Start Data to use

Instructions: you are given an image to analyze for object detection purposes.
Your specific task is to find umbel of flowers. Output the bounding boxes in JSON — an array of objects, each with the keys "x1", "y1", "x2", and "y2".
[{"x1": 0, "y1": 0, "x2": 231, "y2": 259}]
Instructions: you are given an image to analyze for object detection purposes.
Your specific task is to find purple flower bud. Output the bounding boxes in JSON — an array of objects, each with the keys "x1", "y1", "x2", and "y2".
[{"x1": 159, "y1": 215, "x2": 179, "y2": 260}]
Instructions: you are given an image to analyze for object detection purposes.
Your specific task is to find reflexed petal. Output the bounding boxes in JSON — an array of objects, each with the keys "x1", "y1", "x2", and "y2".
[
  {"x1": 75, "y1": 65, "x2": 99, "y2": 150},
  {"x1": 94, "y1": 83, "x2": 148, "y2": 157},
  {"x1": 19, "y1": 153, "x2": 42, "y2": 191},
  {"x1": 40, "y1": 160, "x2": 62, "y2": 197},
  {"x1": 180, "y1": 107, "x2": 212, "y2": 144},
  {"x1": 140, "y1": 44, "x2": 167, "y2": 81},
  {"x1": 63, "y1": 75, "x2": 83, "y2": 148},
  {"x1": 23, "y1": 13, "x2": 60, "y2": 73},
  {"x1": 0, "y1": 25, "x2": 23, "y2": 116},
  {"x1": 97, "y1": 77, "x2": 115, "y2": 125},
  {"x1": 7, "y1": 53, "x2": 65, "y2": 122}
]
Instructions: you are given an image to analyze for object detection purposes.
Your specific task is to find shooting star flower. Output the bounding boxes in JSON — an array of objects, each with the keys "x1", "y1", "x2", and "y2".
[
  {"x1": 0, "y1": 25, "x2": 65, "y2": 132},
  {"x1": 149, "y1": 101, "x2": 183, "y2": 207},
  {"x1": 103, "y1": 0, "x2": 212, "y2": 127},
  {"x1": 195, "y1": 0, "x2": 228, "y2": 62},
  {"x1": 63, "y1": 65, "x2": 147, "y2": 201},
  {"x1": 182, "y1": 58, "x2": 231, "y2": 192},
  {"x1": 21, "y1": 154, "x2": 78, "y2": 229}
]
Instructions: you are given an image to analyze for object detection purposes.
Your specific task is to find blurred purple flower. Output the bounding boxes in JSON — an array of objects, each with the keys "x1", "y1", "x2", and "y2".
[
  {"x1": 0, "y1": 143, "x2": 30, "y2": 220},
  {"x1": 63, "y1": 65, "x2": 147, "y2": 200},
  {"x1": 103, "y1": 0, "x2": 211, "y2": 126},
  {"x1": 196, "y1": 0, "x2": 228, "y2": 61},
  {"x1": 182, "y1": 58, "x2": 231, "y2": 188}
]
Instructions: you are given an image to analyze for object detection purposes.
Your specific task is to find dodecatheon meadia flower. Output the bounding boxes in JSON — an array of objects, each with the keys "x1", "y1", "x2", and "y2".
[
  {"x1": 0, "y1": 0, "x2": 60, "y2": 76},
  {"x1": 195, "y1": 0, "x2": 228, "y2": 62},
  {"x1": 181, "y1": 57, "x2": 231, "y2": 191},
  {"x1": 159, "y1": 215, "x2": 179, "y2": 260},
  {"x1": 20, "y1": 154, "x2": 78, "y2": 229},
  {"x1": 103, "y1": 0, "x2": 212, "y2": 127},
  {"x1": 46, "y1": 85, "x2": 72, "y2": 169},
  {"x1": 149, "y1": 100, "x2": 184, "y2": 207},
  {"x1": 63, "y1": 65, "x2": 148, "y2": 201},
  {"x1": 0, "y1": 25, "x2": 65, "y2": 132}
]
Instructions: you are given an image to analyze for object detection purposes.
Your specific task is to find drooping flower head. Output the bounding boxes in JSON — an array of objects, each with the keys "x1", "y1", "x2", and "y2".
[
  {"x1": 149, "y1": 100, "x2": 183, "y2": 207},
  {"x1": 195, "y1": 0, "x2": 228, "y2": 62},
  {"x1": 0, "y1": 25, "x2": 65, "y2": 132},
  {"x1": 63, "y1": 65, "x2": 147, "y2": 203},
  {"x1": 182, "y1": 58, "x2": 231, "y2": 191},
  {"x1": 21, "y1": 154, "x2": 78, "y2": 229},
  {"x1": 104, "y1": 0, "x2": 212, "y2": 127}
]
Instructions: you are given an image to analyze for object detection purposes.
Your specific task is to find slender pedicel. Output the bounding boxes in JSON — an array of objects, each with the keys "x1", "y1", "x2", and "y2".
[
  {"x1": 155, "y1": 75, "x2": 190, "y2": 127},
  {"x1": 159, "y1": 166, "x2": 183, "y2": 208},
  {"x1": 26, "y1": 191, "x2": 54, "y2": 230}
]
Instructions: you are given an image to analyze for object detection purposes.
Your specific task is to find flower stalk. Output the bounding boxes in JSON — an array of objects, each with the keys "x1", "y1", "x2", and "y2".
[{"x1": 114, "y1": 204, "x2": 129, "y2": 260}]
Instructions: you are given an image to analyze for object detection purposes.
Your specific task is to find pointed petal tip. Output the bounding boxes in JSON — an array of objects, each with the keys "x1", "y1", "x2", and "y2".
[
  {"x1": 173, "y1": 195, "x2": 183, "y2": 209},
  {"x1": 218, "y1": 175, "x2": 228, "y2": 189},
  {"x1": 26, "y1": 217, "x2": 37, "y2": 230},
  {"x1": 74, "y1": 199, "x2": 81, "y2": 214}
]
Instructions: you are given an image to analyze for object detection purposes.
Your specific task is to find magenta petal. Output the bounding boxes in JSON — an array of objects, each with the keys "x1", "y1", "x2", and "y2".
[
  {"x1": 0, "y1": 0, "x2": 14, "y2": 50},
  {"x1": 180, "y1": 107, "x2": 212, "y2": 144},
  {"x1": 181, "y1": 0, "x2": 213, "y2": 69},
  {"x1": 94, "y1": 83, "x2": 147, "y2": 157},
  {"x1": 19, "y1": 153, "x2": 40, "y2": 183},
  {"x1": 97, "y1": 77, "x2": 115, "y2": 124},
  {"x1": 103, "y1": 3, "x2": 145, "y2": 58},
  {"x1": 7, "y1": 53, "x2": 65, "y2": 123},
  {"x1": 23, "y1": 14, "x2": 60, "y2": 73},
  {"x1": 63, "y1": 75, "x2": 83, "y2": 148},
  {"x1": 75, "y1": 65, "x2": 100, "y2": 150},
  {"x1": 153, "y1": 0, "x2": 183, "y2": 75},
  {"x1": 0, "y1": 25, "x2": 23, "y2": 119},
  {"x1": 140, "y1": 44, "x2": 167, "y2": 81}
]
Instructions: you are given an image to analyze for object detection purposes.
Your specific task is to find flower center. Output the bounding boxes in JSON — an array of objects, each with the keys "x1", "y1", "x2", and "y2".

End Data to use

> [Aim] Count the lines of the data above that contain the string "petal", treating uppercase and lowercase as distinct. Give only the number.

> [Result of the exercise] 3